* _Information_
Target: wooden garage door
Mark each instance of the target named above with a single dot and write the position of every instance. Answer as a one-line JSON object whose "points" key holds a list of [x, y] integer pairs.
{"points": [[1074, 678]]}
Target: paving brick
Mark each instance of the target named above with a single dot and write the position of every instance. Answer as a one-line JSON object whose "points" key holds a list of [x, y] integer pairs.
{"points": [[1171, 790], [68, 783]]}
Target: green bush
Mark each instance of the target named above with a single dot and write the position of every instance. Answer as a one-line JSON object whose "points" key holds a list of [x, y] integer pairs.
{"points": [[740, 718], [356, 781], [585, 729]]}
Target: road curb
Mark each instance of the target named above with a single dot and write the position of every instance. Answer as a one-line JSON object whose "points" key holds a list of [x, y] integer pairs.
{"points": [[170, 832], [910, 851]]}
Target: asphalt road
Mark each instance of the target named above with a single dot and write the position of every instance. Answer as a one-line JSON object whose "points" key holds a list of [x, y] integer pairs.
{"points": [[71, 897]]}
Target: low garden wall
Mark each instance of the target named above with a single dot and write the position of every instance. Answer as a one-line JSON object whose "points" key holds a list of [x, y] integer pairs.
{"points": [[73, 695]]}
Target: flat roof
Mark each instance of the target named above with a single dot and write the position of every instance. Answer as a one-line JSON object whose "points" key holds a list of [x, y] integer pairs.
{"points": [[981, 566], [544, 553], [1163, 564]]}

* * *

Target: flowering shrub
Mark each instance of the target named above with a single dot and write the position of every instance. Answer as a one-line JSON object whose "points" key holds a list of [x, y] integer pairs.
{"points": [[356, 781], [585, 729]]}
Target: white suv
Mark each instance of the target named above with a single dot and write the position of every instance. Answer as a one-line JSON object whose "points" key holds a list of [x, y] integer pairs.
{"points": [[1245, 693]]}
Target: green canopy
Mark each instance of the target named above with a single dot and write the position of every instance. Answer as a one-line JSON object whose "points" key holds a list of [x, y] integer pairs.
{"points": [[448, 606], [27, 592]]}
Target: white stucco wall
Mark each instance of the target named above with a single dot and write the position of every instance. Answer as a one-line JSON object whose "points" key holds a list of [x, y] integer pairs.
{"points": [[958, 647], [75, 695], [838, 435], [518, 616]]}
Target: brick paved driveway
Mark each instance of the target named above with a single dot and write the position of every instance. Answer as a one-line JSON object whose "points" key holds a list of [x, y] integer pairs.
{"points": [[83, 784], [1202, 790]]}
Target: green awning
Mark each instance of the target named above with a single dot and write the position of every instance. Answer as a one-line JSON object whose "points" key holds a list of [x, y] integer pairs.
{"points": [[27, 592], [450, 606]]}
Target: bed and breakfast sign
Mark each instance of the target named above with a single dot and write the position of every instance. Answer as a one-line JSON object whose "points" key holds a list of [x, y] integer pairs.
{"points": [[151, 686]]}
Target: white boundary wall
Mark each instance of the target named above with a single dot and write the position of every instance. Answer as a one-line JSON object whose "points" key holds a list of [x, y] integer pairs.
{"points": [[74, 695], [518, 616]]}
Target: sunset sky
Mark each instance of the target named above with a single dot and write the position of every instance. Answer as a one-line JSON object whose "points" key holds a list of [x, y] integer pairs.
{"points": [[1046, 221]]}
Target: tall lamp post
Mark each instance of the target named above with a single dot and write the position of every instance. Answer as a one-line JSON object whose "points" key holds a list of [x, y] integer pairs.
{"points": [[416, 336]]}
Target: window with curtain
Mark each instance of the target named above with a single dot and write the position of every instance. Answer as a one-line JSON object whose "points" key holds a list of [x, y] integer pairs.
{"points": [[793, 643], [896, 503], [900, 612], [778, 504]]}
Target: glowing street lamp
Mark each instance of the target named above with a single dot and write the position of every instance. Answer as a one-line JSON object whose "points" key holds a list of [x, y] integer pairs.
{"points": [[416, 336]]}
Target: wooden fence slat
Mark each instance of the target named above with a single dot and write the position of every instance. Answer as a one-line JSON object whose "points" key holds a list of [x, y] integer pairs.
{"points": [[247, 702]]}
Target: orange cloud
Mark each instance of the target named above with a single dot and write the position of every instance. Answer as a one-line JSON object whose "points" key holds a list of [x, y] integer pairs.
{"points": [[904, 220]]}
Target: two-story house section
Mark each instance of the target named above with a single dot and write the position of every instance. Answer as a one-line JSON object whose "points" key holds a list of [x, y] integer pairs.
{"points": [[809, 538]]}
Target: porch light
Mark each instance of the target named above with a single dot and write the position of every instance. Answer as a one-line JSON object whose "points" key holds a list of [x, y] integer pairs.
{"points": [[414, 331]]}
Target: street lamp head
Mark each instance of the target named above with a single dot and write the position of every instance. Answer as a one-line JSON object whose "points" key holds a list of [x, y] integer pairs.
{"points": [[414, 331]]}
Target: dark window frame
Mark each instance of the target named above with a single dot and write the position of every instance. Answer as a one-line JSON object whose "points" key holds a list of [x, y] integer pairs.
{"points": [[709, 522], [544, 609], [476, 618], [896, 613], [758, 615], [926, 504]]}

...

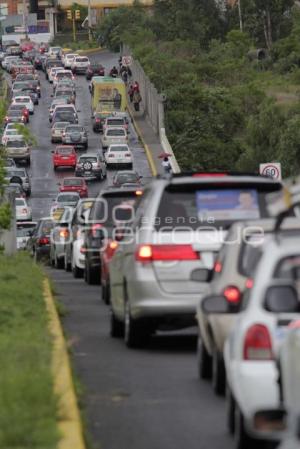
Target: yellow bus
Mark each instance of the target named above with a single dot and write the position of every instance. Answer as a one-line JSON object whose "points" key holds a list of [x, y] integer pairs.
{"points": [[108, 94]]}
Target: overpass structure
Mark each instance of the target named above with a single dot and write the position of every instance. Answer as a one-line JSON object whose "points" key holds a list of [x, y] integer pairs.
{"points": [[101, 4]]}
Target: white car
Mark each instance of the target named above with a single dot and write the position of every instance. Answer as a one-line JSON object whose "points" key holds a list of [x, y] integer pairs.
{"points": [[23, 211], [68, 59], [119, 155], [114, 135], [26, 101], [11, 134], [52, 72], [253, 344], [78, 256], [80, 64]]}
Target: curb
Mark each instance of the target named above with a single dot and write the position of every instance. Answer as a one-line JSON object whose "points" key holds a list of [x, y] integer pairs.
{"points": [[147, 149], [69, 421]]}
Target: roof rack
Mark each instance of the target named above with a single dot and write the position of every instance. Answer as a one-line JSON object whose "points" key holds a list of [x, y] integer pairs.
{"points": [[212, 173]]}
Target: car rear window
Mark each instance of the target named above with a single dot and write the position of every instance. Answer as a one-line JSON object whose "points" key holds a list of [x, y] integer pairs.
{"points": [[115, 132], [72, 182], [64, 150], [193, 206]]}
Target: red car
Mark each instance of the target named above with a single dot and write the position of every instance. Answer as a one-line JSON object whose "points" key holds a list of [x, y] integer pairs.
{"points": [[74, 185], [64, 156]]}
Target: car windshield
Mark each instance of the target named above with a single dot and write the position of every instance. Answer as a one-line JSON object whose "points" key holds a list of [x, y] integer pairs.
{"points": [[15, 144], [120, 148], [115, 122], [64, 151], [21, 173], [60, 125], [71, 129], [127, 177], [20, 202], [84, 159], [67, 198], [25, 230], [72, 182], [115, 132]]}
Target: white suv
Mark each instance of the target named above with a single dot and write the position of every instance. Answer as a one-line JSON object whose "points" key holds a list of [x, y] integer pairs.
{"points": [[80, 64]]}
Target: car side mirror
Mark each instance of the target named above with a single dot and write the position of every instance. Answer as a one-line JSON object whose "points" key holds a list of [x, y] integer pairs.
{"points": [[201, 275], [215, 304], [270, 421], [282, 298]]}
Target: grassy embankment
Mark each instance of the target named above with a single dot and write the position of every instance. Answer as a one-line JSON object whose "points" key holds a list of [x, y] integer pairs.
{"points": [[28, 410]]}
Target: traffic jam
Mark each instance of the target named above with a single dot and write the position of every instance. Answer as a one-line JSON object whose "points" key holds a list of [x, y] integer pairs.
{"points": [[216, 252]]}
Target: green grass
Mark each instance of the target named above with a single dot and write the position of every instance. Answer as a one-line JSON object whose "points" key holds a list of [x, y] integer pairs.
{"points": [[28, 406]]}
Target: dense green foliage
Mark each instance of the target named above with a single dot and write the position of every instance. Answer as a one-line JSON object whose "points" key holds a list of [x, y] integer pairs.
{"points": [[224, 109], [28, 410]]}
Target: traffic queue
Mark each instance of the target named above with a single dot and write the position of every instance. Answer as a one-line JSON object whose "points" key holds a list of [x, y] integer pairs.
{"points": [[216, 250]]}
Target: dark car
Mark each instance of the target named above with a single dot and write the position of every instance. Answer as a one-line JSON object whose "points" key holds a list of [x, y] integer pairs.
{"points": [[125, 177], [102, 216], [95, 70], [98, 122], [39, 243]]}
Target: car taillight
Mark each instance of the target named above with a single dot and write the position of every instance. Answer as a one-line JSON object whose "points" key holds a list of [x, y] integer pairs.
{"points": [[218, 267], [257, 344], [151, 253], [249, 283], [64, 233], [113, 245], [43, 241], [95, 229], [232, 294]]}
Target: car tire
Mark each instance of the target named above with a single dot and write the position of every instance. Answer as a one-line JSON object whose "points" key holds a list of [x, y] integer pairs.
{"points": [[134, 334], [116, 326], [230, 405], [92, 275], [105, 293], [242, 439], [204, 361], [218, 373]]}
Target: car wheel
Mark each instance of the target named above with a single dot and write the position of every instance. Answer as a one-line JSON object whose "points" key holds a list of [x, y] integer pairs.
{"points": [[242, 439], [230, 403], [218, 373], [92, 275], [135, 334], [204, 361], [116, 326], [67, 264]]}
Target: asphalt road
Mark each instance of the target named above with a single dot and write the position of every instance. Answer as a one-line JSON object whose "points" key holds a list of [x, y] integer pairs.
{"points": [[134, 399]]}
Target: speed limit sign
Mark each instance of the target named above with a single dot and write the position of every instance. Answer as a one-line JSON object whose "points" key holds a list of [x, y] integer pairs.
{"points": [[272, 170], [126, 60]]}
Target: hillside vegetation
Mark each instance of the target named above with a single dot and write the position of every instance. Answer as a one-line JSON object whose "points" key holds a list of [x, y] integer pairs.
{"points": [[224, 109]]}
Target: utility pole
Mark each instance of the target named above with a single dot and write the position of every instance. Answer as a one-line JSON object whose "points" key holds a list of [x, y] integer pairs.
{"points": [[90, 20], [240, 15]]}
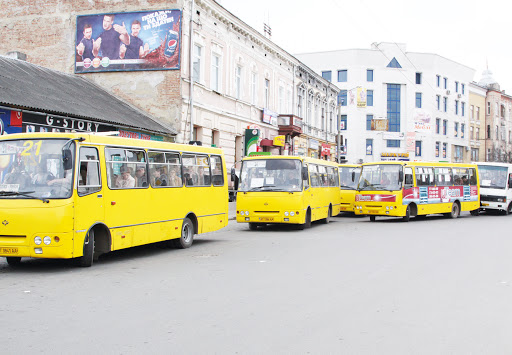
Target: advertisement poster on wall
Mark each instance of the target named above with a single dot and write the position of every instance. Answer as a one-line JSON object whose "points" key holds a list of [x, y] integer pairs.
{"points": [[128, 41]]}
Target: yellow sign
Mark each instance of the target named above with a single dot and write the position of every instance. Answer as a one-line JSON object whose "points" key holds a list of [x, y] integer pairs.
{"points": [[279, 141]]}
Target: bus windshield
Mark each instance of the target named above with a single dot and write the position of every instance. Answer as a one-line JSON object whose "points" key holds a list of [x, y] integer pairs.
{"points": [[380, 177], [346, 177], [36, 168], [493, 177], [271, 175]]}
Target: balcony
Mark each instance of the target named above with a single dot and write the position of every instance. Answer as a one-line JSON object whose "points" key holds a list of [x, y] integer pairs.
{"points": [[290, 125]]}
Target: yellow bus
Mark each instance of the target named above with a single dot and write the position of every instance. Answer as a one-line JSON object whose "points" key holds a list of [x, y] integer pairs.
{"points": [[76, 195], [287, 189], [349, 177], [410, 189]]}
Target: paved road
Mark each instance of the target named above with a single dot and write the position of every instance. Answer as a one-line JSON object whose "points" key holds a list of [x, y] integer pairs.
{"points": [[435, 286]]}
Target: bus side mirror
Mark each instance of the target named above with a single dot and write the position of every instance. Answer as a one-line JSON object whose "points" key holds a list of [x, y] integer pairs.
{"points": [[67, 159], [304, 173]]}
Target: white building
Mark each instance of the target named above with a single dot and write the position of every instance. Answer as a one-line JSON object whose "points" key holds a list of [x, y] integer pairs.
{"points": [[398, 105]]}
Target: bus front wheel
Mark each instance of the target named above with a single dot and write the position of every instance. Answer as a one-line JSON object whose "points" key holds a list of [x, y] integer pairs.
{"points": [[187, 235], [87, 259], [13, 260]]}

* _What you have to do_
Only the lines from the one containing "Target: wooden garage door" through the one containing "Target: low garden wall" are to be retyped, both boundary lines included, with no other material.

* _Exercise output_
Target: wooden garage door
Mark each instance of the target named above with a single dot and write the position of every instance. Answer as a one-line JSON object whose "points" key holds a list of [x, y] integer pairs.
{"points": [[1074, 678]]}
Target: paving brick
Mark each instance of the target named above with a single dot and write the position of every instance. Answer as a one-line JSON object whose "points" key holds a list of [x, y] integer pairs.
{"points": [[1171, 790], [68, 783]]}
Target: green bush
Mark each instance of the target named above with a single dot and write the position of every instance. Answer as a one-line JSON object whose "points" key holds a list of [x, y] integer pairs.
{"points": [[740, 718], [356, 781], [585, 729]]}
Target: road curb
Mark each instance of the target named above with a single dot and write the position of every instance. Answer as a one-line JSON object whose "points" key holds a list of [x, y] integer pairs.
{"points": [[170, 832], [910, 851]]}
Target: asphalt road
Mark each instance of the target named above with a single dot and write the position of every instance. Answer as a one-line JSON object whose "points" key holds a list of [x, y] integer pairs.
{"points": [[71, 897]]}
Target: low garden wall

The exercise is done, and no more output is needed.